# SET TASK:
Collect every line of the items below that contains the word "foliage", matching case exactly.

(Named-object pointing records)
□ □ □

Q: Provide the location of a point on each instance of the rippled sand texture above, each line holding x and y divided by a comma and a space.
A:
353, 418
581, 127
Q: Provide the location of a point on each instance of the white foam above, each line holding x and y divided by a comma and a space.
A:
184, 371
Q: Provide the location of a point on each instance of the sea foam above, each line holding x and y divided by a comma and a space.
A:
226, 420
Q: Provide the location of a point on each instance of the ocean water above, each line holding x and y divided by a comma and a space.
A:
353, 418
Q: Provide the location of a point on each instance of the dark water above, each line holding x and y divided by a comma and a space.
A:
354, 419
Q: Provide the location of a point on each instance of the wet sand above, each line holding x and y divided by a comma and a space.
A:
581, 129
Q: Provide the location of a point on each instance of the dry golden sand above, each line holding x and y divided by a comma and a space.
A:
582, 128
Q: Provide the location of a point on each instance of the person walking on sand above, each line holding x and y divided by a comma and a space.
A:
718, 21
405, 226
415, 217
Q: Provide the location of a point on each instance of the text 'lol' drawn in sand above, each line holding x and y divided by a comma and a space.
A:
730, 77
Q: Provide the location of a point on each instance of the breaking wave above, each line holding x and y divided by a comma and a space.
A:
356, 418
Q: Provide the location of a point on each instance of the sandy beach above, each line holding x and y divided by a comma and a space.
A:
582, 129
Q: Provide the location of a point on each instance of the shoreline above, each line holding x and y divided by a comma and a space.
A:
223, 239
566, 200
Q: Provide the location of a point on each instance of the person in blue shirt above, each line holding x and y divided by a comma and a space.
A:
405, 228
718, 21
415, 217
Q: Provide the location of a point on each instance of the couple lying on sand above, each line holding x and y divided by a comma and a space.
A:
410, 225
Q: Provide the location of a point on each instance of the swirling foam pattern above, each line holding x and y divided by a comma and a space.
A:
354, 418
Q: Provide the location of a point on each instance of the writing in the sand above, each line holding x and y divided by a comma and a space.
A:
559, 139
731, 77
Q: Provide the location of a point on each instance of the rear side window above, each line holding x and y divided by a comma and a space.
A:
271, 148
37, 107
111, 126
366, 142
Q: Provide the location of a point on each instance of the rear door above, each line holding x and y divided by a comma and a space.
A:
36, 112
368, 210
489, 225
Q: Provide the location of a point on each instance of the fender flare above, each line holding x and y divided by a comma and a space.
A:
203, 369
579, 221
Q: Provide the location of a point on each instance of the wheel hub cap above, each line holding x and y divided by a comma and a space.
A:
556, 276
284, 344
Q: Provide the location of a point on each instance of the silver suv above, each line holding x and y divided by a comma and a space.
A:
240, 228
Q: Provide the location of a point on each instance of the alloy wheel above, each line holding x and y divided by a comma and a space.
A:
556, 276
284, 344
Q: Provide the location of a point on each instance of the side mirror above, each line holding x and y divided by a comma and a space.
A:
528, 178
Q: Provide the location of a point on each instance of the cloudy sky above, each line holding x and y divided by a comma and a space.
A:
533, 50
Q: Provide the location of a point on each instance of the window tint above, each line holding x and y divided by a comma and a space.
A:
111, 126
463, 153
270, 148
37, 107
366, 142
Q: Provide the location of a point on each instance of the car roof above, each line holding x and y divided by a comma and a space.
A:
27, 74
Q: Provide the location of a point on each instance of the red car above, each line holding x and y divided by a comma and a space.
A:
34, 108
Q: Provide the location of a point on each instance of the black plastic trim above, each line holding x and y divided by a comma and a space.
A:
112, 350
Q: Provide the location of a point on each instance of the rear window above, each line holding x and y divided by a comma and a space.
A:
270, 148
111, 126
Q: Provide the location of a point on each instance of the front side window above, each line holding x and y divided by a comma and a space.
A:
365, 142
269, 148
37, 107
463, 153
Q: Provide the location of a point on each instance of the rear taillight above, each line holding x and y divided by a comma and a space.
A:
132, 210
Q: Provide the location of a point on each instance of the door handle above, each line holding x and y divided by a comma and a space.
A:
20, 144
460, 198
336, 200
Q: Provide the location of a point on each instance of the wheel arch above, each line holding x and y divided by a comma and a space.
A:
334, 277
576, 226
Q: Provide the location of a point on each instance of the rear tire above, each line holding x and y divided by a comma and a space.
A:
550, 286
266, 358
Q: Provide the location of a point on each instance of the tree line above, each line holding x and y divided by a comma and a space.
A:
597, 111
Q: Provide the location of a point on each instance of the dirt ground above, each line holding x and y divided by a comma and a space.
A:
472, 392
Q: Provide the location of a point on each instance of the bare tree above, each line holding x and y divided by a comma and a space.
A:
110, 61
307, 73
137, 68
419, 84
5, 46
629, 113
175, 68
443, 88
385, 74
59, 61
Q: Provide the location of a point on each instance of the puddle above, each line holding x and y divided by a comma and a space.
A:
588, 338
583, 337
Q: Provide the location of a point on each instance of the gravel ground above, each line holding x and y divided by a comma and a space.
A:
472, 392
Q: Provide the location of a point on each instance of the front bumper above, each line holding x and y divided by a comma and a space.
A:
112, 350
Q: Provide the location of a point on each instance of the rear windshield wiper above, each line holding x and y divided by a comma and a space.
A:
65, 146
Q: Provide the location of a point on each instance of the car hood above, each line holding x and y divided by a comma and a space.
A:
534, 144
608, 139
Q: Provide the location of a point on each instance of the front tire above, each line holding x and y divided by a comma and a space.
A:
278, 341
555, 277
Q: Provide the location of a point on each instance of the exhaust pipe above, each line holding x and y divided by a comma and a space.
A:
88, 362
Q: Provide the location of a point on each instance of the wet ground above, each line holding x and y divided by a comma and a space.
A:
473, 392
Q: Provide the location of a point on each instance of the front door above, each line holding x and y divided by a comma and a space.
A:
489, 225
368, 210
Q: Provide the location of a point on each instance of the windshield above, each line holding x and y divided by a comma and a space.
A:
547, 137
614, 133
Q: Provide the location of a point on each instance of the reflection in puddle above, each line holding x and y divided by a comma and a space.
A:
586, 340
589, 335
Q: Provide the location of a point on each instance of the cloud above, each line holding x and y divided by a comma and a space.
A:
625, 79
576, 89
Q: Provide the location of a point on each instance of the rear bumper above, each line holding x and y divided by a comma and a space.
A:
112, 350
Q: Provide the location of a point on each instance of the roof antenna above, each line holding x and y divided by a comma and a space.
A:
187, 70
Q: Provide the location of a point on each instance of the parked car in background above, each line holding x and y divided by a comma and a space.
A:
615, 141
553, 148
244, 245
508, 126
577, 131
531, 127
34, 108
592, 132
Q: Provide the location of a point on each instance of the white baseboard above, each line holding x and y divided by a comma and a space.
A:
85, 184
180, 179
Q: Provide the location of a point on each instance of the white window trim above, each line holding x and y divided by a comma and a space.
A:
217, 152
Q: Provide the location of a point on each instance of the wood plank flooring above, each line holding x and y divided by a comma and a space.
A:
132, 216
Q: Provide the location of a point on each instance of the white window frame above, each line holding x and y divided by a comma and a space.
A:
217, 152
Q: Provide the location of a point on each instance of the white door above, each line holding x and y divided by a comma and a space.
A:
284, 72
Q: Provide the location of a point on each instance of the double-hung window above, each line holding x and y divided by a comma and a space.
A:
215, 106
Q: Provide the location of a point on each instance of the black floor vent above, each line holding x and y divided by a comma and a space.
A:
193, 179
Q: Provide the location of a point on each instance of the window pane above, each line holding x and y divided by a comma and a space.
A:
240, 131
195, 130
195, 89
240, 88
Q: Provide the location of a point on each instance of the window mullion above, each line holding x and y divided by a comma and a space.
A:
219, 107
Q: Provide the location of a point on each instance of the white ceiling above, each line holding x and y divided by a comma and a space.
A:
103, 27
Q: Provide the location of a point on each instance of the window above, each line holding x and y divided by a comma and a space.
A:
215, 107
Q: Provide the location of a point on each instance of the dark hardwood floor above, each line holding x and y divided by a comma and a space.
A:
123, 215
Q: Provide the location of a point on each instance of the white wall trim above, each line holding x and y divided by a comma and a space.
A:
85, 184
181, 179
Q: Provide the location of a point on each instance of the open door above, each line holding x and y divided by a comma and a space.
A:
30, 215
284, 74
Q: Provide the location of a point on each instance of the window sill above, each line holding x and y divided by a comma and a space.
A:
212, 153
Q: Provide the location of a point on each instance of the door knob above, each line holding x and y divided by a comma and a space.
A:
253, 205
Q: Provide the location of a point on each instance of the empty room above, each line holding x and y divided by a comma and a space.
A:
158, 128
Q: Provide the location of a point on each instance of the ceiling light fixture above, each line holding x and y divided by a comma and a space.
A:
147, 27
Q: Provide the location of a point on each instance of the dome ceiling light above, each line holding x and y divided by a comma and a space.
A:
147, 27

□ □ □

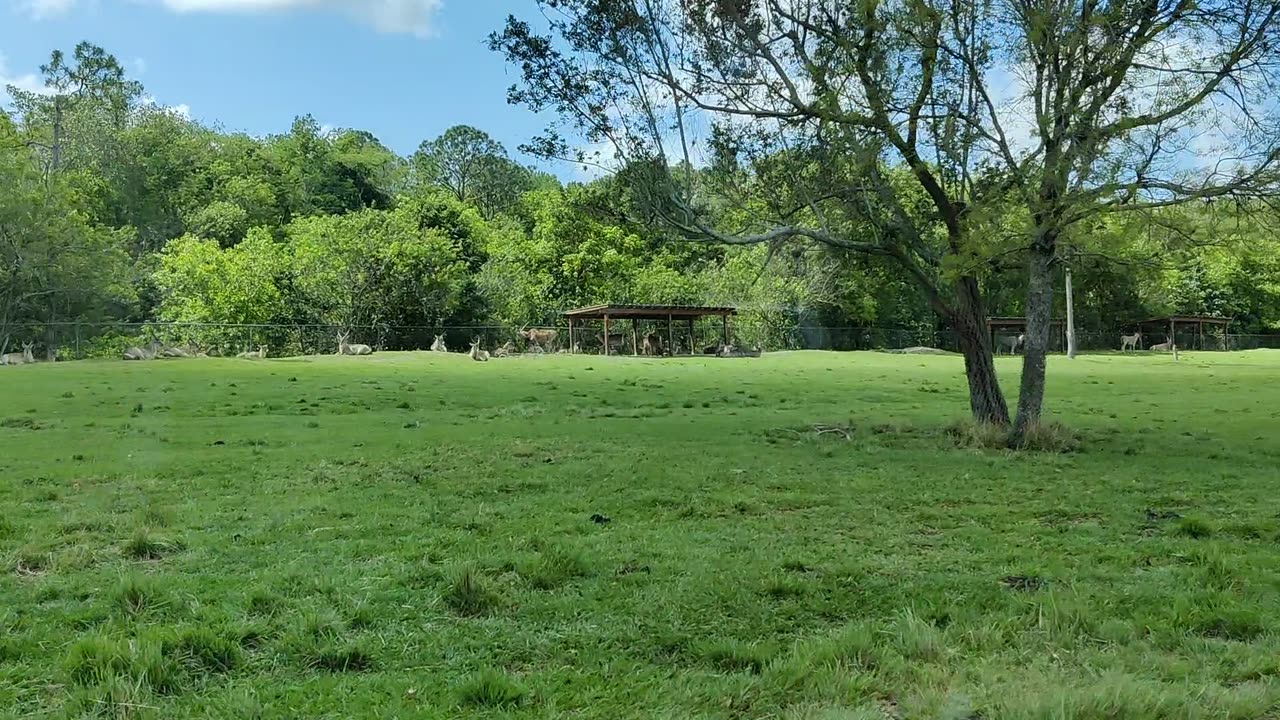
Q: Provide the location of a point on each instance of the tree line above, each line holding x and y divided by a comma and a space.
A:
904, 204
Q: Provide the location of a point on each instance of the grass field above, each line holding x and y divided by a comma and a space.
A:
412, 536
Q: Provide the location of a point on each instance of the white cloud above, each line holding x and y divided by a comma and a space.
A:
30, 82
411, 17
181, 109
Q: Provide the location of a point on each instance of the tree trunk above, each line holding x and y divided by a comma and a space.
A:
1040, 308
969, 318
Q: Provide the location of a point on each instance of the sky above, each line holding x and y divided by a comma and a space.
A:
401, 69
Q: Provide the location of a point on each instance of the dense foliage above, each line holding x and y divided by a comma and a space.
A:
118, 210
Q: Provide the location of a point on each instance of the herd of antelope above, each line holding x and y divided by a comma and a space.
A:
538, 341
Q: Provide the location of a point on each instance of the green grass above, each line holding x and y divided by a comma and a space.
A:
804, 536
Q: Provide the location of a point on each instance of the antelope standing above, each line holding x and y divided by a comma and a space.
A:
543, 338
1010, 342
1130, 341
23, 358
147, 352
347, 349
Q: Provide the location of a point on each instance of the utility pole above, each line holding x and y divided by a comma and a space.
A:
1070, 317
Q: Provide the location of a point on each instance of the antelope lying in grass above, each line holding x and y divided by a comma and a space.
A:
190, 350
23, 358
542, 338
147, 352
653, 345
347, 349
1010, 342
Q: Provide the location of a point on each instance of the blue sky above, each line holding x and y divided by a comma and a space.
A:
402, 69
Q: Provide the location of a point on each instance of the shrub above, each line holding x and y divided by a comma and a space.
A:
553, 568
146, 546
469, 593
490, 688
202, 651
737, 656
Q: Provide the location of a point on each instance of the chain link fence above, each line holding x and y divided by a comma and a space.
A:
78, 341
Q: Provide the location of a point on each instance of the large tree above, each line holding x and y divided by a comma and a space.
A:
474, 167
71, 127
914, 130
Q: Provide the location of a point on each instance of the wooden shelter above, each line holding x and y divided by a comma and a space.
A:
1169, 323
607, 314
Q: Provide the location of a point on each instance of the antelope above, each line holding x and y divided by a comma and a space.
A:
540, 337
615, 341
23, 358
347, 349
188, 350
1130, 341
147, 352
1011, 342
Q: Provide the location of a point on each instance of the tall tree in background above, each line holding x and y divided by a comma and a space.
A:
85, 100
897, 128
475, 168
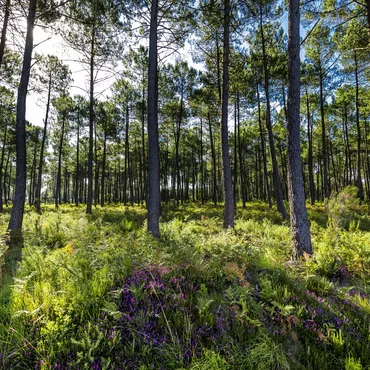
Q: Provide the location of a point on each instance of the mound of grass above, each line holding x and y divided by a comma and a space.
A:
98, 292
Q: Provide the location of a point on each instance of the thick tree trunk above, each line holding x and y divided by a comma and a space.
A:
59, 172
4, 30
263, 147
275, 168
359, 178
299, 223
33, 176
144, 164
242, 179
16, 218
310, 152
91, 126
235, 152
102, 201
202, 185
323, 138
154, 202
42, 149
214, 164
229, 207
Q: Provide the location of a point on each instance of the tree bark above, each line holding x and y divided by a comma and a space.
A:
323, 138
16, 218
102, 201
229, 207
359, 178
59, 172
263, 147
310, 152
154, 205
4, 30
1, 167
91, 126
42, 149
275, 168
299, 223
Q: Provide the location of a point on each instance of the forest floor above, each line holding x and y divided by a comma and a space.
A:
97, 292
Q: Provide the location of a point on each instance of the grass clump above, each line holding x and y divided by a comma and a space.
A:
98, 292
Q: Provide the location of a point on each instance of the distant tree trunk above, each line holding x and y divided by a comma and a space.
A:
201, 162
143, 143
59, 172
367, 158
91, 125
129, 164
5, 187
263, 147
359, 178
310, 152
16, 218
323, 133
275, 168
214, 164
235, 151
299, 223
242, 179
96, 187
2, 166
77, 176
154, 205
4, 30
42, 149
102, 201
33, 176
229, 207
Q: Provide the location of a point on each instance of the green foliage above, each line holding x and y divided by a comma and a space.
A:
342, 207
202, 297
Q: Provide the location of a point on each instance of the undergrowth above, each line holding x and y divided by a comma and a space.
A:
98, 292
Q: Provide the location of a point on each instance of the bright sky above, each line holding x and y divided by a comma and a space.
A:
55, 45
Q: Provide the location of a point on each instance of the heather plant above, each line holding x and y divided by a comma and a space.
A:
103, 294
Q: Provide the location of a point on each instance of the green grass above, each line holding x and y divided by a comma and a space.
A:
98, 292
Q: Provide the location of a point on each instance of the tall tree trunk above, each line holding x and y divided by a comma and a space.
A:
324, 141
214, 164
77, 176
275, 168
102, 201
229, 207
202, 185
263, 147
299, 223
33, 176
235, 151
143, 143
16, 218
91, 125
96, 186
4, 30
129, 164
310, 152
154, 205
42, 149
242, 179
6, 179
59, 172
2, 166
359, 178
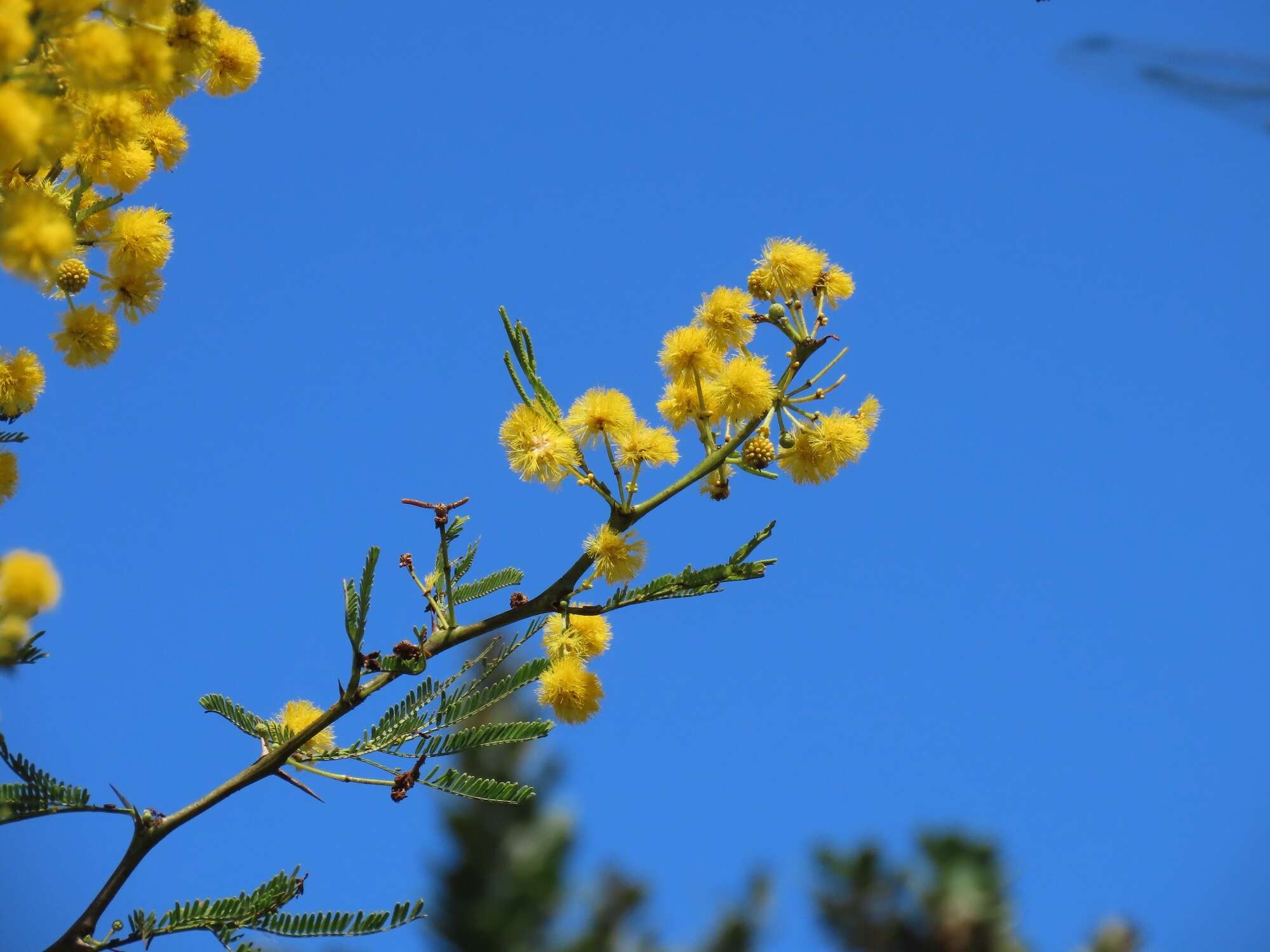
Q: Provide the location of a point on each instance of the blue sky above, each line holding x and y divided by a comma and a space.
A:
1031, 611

□ □ □

# FINAL ANSWER:
Q: Provide the location of a point on each instance of the dense foliage above, each line holding x and y divided by a comma and a space.
Q: Provide the location of a point on each instance of the green foliage above, each line holding x and y divided by a comma and a space.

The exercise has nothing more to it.